SOURCE TEXT
---+---

Theorem limsupbnd1 14213

Description: If a sequence is eventually at most A, then the limsup is also at most A. (The converse is only true if the less or equal is replaced by strictly less than; consider the sequence 1 / n which is never less or equal to zero even though the limsup is.) (Contributed by Mario Carneiro, 7-Sep-2014.) (Revised by AV, 12-Sep-2020.)

Hypotheses

Ref	Expression
limsupbnd.1	|- ( ph -> B C_ RR )
limsupbnd.2	|- ( ph -> F : B --> RR* )
limsupbnd.3	|- ( ph -> A e. RR* )
limsupbnd1.4	|- ( ph -> E. k e. RR A. j e. B ( k <_ j -> ( F ` j ) <_ A ) )

Assertion

Ref	Expression
limsupbnd1	|- ( ph -> ( limsup ` F ) <_ A )

Distinct variable groups:   j, k, A   B, j, k   j, F, k   ph, j, k

Proof of Theorem limsupbnd1

Dummy variable n is distinct from all other variables.

Step	Hyp	Ref	Expression
1		limsupbnd1.4	. 2 |- ( ph -> E. k e. RR A. j e. B ( k <_ j -> ( F ` j ) <_ A ) )
2		limsupbnd.1	. . . . . 6 |- ( ph -> B C_ RR )
3	2	adantr 481	. . . . 5 |- ( ( ph /\ k e. RR ) -> B C_ RR )
4		limsupbnd.2	. . . . . 6 |- ( ph -> F : B --> RR* )
5	4	adantr 481	. . . . 5 |- ( ( ph /\ k e. RR ) -> F : B --> RR* )
6		simpr 477	. . . . 5 |- ( ( ph /\ k e. RR ) -> k e. RR )
7		limsupbnd.3	. . . . . 6 |- ( ph -> A e. RR* )
8	7	adantr 481	. . . . 5 |- ( ( ph /\ k e. RR ) -> A e. RR* )
9		eqid 2622	. . . . . 6 |- ( n e. RR |-> sup ( ( ( F " ( n [,) +oo ) ) i^i RR* ) , RR* , < ) ) = ( n e. RR |-> sup ( ( ( F " ( n [,) +oo ) ) i^i RR* ) , RR* , < ) )

---+---

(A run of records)
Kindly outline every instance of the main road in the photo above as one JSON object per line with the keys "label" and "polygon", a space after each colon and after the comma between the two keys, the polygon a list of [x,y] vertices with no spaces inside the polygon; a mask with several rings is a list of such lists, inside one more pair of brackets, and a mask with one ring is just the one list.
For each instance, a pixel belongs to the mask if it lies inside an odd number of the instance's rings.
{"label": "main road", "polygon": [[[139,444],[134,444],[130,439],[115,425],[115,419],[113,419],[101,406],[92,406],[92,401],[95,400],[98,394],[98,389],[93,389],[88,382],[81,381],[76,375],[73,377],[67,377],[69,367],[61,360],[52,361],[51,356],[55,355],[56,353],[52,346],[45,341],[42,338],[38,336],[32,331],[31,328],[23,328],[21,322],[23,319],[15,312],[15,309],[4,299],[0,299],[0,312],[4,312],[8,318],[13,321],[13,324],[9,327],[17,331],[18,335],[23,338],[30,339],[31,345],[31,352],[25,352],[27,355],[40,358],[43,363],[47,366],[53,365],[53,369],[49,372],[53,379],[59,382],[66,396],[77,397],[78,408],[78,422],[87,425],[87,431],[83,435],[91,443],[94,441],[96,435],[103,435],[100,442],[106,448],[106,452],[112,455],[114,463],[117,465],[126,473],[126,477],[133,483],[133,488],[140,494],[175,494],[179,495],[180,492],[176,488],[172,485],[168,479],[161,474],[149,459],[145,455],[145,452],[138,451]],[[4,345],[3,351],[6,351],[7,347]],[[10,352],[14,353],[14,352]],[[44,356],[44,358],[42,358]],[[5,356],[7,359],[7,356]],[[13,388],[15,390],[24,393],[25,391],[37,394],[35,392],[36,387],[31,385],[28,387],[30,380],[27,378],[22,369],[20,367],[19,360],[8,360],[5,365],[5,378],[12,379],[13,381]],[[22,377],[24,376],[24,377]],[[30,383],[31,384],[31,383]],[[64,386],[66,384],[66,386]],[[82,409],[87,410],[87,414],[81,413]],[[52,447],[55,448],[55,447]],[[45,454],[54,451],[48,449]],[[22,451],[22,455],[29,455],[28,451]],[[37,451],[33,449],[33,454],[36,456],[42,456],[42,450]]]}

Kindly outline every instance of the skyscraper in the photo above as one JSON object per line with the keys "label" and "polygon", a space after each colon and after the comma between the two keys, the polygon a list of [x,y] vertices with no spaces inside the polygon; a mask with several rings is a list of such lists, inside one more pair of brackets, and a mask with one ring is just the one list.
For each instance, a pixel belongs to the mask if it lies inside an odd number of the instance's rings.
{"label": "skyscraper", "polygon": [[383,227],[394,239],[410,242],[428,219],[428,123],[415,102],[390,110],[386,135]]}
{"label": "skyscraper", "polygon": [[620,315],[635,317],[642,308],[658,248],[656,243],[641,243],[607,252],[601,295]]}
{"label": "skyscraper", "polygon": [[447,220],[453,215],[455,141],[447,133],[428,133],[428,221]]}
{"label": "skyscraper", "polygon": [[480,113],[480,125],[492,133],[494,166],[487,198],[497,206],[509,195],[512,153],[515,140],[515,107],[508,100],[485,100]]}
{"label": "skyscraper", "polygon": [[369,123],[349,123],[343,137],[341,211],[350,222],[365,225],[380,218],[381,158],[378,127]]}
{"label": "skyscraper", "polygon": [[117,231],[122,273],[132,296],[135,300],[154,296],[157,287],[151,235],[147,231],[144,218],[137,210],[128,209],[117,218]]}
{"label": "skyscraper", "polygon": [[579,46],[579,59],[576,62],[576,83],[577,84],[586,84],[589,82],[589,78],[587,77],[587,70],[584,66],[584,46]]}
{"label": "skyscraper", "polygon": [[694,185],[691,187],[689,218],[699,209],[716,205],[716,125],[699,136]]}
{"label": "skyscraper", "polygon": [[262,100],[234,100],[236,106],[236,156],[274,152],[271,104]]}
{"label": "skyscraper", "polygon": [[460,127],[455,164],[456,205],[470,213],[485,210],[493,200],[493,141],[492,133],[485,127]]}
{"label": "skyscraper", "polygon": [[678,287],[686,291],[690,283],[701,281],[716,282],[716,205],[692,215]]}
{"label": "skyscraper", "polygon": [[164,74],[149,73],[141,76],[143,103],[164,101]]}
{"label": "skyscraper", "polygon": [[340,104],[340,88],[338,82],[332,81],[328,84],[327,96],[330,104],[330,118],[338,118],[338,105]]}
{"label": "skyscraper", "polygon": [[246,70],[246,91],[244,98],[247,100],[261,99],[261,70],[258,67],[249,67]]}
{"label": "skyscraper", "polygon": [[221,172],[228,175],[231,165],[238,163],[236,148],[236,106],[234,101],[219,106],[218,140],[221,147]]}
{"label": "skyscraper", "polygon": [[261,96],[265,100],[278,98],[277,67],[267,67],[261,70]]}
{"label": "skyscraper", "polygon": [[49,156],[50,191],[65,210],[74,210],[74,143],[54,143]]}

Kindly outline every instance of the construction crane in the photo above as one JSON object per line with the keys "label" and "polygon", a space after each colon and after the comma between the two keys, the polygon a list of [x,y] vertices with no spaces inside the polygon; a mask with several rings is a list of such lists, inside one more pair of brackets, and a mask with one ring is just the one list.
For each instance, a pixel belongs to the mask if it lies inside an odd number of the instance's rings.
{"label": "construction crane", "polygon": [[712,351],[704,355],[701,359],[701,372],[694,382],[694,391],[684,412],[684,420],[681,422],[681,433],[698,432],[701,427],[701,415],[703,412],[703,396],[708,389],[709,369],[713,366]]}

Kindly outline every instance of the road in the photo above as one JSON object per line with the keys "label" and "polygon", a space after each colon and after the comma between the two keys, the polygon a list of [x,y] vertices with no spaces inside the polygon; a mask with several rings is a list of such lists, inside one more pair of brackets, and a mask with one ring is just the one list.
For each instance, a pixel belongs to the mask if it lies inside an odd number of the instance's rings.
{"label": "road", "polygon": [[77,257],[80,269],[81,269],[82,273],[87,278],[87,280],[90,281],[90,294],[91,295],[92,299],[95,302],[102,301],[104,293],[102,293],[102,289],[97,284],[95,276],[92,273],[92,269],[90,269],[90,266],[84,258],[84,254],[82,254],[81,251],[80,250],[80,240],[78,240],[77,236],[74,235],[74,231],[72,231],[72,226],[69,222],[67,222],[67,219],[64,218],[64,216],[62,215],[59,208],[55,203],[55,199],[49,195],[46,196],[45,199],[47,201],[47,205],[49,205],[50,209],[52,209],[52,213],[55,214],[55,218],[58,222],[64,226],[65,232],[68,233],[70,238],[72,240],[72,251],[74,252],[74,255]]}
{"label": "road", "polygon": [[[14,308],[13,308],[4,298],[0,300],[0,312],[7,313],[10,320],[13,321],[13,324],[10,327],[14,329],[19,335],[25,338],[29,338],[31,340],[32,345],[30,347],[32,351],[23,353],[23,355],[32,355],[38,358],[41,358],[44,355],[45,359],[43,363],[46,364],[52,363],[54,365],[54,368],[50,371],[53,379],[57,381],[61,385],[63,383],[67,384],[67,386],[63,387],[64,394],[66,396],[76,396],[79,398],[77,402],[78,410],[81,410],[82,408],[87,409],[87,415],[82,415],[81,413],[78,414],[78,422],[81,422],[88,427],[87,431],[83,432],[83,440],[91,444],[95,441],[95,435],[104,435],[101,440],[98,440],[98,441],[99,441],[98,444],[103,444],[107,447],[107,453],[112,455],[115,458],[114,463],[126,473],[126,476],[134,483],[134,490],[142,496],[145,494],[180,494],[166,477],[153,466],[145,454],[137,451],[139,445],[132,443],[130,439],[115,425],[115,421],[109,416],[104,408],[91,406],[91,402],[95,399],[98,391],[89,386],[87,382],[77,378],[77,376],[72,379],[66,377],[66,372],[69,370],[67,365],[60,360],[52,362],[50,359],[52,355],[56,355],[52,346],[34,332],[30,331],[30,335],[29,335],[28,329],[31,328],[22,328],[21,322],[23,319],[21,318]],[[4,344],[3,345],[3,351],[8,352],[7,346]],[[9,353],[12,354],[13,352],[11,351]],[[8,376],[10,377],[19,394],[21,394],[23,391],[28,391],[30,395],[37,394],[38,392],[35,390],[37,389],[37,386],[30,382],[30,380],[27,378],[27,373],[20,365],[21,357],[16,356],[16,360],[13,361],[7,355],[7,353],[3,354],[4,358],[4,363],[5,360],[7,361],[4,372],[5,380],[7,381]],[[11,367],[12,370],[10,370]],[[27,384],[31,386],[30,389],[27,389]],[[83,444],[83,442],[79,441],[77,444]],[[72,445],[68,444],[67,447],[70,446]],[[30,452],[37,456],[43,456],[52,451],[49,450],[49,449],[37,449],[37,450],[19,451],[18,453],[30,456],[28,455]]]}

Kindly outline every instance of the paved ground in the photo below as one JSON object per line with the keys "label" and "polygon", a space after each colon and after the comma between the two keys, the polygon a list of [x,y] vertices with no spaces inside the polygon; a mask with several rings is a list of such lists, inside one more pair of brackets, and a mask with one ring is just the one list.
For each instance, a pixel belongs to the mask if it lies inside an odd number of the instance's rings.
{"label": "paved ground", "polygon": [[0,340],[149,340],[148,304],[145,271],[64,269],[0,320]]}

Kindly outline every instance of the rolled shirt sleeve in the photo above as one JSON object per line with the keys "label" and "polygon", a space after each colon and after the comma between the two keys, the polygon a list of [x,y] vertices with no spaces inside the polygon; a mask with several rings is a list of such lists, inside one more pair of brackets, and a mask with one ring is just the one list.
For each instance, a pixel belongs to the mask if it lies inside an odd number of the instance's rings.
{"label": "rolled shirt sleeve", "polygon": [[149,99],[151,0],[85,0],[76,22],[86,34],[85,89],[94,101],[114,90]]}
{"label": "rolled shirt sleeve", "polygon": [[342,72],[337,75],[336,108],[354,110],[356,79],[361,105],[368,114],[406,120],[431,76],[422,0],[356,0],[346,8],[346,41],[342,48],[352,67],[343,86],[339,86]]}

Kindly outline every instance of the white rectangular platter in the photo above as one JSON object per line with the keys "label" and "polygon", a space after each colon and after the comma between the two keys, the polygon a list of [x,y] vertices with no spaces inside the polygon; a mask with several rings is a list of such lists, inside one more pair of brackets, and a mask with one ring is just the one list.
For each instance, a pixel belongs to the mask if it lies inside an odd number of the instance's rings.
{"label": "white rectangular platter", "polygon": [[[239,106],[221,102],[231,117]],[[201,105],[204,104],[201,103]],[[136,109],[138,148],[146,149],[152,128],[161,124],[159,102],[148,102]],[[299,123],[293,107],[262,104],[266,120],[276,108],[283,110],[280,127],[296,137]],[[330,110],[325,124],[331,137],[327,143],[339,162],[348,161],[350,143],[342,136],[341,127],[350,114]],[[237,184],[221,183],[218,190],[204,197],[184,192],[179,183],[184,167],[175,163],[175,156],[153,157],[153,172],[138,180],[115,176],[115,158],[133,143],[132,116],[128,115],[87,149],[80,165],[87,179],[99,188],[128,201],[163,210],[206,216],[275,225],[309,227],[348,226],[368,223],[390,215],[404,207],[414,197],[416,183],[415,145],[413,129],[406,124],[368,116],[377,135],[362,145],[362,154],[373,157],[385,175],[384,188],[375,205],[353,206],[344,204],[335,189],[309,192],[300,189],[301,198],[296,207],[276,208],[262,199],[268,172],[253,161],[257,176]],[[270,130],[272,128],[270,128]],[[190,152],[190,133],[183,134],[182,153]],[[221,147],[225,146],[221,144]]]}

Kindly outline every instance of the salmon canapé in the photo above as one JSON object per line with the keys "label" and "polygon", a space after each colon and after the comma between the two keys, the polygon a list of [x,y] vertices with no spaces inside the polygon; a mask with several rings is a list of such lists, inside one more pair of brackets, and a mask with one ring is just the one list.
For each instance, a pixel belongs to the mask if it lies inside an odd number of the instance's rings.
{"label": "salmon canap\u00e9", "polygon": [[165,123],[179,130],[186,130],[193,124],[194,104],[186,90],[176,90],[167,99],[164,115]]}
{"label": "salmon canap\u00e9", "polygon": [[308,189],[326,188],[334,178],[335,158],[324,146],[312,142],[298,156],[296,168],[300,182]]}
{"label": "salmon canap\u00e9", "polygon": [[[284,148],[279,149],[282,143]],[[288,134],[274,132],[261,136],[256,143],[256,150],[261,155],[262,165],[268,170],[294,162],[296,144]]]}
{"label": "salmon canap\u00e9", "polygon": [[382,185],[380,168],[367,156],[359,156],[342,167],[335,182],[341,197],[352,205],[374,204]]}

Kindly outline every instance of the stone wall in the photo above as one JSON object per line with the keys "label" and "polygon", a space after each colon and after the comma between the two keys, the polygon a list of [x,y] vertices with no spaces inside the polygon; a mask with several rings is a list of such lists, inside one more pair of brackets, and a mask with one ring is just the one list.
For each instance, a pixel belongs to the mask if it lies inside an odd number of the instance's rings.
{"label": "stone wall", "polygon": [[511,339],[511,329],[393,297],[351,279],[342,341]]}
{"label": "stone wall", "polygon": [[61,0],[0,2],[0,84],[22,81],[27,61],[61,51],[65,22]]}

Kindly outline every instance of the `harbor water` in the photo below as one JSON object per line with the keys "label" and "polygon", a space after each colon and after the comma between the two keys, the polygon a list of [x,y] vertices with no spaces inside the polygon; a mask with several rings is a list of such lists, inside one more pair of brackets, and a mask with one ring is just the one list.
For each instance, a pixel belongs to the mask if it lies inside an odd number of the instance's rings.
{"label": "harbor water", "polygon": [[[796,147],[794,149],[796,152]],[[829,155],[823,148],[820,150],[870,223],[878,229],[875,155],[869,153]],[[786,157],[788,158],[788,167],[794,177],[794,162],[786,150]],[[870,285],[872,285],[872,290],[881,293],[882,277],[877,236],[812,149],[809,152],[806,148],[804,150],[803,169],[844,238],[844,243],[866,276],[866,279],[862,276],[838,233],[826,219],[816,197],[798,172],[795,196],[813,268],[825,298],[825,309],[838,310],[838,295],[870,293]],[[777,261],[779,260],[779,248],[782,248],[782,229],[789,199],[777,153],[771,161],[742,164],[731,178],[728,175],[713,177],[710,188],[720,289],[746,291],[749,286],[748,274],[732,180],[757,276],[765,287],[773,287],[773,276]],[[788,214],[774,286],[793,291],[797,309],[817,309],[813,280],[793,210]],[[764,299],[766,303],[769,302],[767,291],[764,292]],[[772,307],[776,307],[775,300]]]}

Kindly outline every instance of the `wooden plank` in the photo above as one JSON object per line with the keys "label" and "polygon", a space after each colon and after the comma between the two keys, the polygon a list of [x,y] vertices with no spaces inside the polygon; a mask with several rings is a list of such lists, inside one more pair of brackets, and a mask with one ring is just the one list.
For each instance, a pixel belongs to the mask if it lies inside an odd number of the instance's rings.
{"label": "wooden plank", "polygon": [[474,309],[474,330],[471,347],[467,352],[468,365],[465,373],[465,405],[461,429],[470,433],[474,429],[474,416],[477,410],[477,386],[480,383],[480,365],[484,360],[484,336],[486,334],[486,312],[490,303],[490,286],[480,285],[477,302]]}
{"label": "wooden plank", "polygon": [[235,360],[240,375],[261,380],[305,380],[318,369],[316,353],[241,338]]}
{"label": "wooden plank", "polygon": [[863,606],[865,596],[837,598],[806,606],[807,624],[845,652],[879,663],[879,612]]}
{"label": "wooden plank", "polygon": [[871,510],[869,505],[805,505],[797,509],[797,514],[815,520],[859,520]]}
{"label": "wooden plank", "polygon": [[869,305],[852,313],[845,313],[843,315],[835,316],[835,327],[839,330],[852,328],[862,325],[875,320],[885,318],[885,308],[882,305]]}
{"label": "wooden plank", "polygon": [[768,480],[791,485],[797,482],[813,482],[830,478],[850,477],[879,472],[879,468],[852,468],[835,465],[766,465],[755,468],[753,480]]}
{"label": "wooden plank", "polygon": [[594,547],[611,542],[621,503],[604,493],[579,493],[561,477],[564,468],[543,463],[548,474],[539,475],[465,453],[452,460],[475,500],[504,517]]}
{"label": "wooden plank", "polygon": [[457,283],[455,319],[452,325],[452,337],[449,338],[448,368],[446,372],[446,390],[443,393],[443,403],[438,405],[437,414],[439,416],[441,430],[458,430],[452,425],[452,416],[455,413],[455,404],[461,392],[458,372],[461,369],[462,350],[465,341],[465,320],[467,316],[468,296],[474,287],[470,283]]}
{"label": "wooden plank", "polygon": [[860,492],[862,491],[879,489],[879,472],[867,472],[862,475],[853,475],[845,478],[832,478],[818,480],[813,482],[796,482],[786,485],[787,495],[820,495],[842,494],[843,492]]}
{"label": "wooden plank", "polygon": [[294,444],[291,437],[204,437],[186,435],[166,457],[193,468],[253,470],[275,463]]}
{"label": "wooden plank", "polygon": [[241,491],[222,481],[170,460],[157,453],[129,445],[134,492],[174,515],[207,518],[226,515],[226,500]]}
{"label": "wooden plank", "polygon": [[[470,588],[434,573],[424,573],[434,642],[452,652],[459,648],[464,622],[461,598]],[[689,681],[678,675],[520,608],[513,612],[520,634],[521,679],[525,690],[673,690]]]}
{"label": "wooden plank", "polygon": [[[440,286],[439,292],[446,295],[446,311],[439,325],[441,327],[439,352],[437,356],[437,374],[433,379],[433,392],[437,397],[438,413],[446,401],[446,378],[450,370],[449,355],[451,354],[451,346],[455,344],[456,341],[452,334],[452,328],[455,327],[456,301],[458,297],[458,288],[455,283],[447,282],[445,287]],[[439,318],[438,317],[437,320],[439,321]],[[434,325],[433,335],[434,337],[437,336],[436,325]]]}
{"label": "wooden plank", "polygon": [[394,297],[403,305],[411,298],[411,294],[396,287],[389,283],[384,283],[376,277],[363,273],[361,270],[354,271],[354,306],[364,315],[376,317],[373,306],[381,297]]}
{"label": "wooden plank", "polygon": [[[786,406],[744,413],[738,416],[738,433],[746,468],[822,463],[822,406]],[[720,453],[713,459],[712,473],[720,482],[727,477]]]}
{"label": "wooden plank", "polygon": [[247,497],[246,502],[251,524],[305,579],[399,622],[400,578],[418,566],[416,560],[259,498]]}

---+---

TO-DO LIST
(A) Answer these questions about the theorem page, one per line:
(i) Who contributed the theorem, and on what date?
(ii) Which dummy variable is distinct from all other variables?
(iii) What reference does step 6 of the proof use?
(B) Identify every line in the records that contains the string "crane", and copy each of those lines.

ANSWER SET
(A)
(i) Mario Carneiro, 7-Sep-2014
(ii) n
(iii) simpr 477

(B)
Kindly outline every instance of the construction crane in the photo above as one JSON object per line with the keys "label" and "polygon", a space after each colon and after the comma between the two keys, the polygon a list of [x,y] vertices with no spaces inside the polygon; a mask with several rings is a list of such lists, inside one more pair of brackets, and a mask with one ring is just the one list.
{"label": "construction crane", "polygon": [[712,351],[704,355],[701,359],[701,372],[694,382],[694,391],[684,412],[684,420],[681,422],[681,433],[698,432],[701,427],[701,415],[703,412],[703,396],[708,389],[709,369],[713,366]]}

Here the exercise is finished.